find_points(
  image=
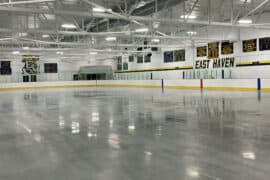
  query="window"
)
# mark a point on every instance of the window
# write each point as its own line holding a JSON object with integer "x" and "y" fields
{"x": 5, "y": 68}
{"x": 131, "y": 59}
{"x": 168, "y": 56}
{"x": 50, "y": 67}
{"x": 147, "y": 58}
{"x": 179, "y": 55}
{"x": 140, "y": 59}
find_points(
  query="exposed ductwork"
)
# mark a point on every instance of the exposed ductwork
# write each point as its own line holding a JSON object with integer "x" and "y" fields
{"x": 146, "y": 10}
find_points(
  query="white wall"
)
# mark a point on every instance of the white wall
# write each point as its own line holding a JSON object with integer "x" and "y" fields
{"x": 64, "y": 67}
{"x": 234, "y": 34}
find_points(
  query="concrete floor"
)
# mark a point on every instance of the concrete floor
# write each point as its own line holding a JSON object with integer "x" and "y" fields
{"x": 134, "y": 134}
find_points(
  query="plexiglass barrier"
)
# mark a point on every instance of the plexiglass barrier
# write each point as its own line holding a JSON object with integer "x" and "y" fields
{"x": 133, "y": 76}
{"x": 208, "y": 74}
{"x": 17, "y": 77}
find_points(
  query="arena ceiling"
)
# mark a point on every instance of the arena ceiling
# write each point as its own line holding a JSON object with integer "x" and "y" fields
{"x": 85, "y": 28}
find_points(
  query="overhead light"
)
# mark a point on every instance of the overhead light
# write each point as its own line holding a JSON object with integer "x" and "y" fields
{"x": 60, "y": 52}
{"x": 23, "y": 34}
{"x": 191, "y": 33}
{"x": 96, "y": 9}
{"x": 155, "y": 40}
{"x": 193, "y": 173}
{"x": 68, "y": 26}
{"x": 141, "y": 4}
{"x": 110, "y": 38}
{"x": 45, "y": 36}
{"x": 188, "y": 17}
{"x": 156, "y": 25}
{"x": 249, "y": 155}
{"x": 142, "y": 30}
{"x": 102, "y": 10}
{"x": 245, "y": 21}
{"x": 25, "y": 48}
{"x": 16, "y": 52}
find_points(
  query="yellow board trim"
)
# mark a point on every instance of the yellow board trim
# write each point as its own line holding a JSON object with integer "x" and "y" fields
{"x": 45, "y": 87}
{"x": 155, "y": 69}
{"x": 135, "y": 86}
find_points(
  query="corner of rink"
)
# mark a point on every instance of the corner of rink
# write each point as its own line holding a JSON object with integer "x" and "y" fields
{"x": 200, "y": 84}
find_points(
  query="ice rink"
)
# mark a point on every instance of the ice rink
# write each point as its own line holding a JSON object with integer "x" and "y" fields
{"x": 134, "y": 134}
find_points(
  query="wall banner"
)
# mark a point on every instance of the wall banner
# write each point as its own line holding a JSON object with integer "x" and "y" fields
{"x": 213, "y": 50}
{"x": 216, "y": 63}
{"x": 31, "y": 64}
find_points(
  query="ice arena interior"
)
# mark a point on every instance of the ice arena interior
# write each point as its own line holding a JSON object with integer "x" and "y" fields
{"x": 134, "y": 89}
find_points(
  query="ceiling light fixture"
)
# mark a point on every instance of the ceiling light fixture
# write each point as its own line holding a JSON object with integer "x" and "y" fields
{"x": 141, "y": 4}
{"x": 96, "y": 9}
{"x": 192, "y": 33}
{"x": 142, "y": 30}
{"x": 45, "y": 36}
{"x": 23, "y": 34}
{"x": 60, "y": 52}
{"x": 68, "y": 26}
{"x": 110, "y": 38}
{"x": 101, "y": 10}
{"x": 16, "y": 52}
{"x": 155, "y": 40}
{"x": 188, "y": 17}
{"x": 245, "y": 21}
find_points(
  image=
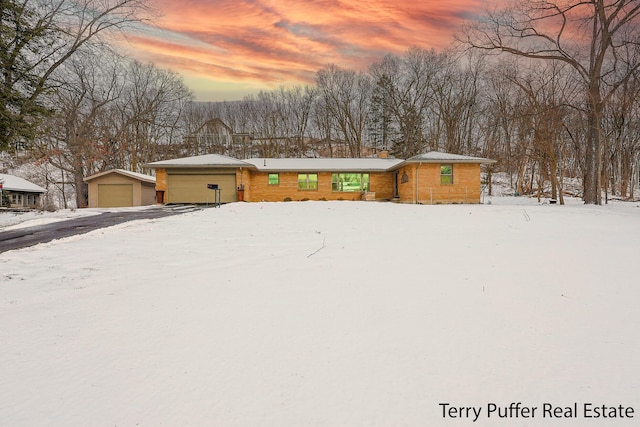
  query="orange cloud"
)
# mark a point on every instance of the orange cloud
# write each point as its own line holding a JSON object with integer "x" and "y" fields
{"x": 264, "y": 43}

-*-*-

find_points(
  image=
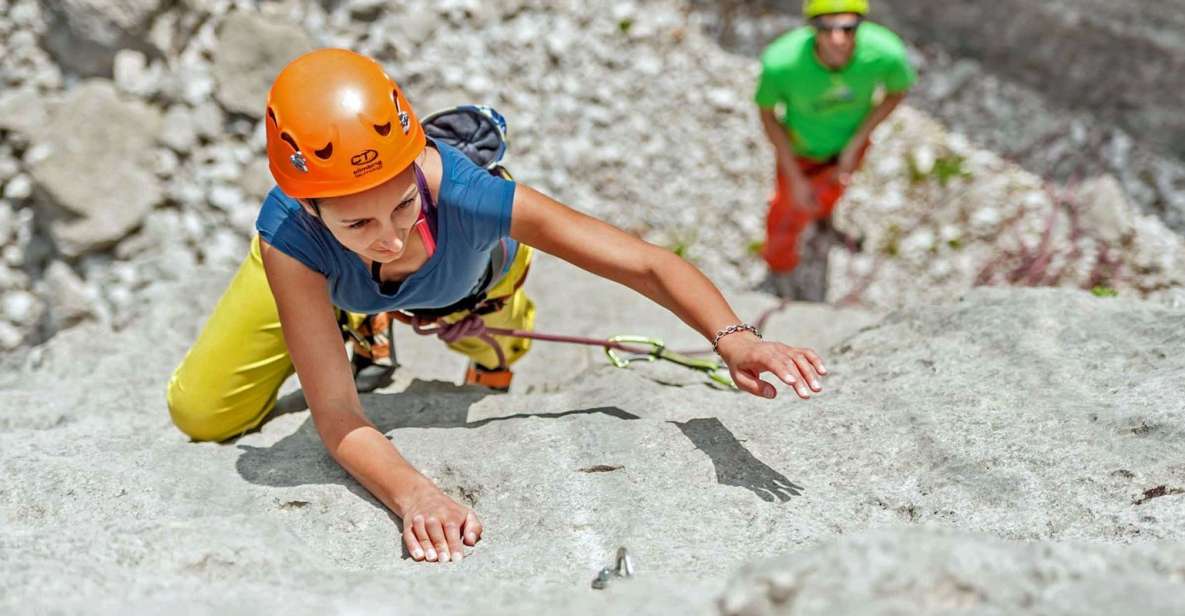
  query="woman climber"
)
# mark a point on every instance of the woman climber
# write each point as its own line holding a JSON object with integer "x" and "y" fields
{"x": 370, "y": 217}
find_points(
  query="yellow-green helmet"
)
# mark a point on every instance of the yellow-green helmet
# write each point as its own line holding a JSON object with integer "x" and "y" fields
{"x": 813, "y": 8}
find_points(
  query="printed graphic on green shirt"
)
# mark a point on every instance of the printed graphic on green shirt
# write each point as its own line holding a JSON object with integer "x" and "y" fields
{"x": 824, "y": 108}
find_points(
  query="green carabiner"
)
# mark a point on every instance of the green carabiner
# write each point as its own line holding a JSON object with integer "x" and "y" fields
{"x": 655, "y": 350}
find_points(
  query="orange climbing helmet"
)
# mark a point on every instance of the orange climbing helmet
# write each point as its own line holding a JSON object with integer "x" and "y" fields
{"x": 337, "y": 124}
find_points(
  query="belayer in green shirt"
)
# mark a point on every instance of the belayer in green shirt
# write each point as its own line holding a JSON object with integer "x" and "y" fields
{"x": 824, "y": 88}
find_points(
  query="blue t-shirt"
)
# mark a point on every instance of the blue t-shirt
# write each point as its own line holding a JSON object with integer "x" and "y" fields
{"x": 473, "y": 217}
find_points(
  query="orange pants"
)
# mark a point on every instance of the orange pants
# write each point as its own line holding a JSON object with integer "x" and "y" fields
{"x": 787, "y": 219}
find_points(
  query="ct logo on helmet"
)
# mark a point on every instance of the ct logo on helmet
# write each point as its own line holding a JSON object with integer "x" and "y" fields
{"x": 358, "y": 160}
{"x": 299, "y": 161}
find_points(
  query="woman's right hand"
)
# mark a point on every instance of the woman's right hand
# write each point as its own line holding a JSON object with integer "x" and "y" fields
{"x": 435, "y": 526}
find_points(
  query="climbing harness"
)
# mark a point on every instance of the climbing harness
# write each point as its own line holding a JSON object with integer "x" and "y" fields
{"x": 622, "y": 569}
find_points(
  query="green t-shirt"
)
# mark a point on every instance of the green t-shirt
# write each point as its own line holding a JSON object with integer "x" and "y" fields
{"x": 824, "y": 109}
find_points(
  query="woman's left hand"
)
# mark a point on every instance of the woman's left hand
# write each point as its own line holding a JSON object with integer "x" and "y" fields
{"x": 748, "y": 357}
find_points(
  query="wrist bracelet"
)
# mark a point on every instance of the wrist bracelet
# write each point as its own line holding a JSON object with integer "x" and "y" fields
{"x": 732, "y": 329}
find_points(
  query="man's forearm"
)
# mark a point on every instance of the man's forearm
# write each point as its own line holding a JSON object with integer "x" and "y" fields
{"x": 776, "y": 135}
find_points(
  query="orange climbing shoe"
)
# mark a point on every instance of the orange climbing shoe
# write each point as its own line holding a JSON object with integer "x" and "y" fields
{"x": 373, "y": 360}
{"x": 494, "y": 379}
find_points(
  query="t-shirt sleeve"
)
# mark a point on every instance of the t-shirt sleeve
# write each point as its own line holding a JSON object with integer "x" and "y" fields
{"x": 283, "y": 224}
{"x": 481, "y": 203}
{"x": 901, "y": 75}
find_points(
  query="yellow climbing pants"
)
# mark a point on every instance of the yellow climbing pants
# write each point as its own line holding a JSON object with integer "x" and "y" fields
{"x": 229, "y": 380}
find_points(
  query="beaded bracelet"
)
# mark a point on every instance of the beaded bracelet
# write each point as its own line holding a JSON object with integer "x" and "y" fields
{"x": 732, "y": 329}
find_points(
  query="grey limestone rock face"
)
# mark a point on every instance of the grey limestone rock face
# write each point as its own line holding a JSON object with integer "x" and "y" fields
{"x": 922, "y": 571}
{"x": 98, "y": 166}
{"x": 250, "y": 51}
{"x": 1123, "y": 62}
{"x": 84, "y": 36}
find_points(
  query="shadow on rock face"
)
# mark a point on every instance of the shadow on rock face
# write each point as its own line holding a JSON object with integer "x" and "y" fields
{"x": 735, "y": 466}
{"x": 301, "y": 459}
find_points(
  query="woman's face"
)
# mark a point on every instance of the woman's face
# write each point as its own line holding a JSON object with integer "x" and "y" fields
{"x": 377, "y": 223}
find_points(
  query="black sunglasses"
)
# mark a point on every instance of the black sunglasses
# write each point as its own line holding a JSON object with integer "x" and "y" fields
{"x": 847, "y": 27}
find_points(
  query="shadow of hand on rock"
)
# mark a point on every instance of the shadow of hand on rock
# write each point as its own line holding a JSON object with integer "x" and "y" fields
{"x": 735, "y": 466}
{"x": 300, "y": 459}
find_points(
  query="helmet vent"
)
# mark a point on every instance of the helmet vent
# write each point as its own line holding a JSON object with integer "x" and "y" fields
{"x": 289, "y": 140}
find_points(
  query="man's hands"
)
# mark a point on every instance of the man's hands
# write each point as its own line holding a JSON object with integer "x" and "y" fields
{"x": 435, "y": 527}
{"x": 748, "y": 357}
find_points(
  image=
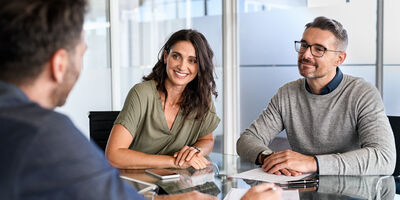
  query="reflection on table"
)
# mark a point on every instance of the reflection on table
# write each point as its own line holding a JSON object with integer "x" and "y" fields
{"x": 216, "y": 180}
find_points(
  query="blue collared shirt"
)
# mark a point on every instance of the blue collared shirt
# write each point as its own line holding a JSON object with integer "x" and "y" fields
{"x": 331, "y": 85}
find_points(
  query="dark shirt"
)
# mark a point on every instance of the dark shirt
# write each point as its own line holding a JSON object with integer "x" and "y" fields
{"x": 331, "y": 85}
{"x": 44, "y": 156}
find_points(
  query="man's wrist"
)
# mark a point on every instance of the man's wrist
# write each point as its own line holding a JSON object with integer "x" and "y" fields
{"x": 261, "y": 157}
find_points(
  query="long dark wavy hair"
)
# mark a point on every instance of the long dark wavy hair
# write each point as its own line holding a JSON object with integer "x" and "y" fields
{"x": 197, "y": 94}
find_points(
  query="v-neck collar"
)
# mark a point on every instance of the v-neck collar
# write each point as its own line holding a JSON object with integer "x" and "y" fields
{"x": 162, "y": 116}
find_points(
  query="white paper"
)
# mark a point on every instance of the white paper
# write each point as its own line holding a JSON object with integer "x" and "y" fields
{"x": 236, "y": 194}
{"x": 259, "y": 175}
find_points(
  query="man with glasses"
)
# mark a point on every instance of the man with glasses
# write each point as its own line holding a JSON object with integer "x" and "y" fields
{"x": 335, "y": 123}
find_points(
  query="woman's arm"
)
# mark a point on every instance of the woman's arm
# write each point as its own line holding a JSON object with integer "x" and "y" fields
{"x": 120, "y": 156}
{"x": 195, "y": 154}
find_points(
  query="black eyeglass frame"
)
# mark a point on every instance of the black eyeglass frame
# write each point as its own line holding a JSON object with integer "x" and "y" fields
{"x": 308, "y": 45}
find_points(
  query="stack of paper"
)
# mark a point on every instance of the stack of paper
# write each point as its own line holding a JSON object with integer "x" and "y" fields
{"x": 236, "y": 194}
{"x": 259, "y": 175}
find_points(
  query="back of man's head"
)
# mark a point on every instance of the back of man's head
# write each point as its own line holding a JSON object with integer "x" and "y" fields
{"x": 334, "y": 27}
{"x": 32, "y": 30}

-*-*-

Count the lines in the entries above that contain the string "graphic", treating case as significant, and give only the number.

* [Task result]: 2